**REQUIRED TASKS**
1. From the bank holding company report, extract the stretch from "C&F Investment Services" through "other financial institutions." verbatim.
2. Render this sentence from the bank holding company report into Spanish: "The Company considers relations with its employees to be excellent."

====== SUPPLIED PASSAGE

As of December 31, 1997, a total of 220 persons were employed by the
Company, of whom 17 were part-time. The Company considers relations with its
employees to be excellent.



1


Competition

The Bank is subject to competition from various financial institutions
and other companies or firms that offer financial services. The Bank's principal
competition in its market area consists of all the major statewide banks. The
Bank also competes for deposits with savings and loan associations, credit
unions and money-market funds. In making loans, the Bank competes with consumer
finance companies, credit unions, leasing companies and other lenders.

C&F Mortgage Corporation competes for mortgage loans in its market
areas with other mortgage companies, commercial banks and other financial
institutions.

C&F Investment Services competes with other investment companies,
brokerage firms, and insurance companies to provide these services.

C&F Title Agency competes with other title companies owned by lawyers
and other financial institutions.

Regulation and Supervision

The Company is subject to regulation by the Federal Reserve Bank under
the Bank Holding Company Act of 1956. The Company is also under the jurisdiction
of the Securities and Exchange Commission and certain state securities
commissions with respect to matters relating to the offer and sale of its
securities. In addition, the Bank is subject to regulation and examination by
the State Corporation Commission and the Federal Deposit Insurance Corporation.


ITEM 2. PROPERTIES

The following describes the location and general character of the
principal offices and other materially important physical properties of the
Company and its subsidiary.

The Company owns the headquarters located at Eighth and Main Streets in
the business district of West Point, Virginia. The building, originally
constructed in 1923, has three floors totaling 15,000 square feet. This building
houses the Citizens and Farmers Bank Main Office branch, C&F Investment
Services, Inc. offices, and office space for the Company's administrative
personnel.

The Company also owns a building located at Seventh and Main Streets in
West Point, Virginia. The building provides space for Citizens and Farmers Bank
operations functions and staff. The building was originally constructed prior to
1935 and remodeled by the Company in 1991. The two-story building has 20,000
square feet.

============
====== DATASET RECORDS

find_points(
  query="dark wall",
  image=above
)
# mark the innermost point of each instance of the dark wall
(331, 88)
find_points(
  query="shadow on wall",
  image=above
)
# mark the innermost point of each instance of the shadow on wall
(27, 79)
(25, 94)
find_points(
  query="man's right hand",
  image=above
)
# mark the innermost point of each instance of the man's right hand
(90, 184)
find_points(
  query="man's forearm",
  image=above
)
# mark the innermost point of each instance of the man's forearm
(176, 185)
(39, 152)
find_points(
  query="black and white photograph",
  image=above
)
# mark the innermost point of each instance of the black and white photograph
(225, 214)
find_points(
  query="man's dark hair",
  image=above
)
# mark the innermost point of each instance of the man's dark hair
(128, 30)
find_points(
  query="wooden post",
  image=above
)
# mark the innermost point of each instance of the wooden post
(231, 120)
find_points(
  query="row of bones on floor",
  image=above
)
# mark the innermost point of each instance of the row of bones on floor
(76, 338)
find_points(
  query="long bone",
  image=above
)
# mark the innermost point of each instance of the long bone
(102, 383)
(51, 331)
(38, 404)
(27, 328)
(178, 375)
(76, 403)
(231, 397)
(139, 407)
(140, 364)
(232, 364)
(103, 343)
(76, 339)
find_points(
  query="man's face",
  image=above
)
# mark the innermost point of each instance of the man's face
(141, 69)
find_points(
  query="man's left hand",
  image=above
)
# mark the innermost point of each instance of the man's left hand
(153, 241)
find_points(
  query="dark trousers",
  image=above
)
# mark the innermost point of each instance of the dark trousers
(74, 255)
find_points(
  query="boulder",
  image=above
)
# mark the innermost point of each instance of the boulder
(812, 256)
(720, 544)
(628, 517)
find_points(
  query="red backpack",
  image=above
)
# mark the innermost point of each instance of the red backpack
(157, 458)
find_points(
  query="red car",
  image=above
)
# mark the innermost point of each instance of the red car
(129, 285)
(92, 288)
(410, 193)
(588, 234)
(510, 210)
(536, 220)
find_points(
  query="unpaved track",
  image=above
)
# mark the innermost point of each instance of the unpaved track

============

**EXERCISE SOLUTIONS**
1.
C&F Investment Services competes with other investment companies,
brokerage firms, and insurance companies to provide these services.

C&F Title Agency competes with other title companies owned by lawyers
and other financial institutions.

2. La Compañía considera excelentes sus relaciones con sus empleados.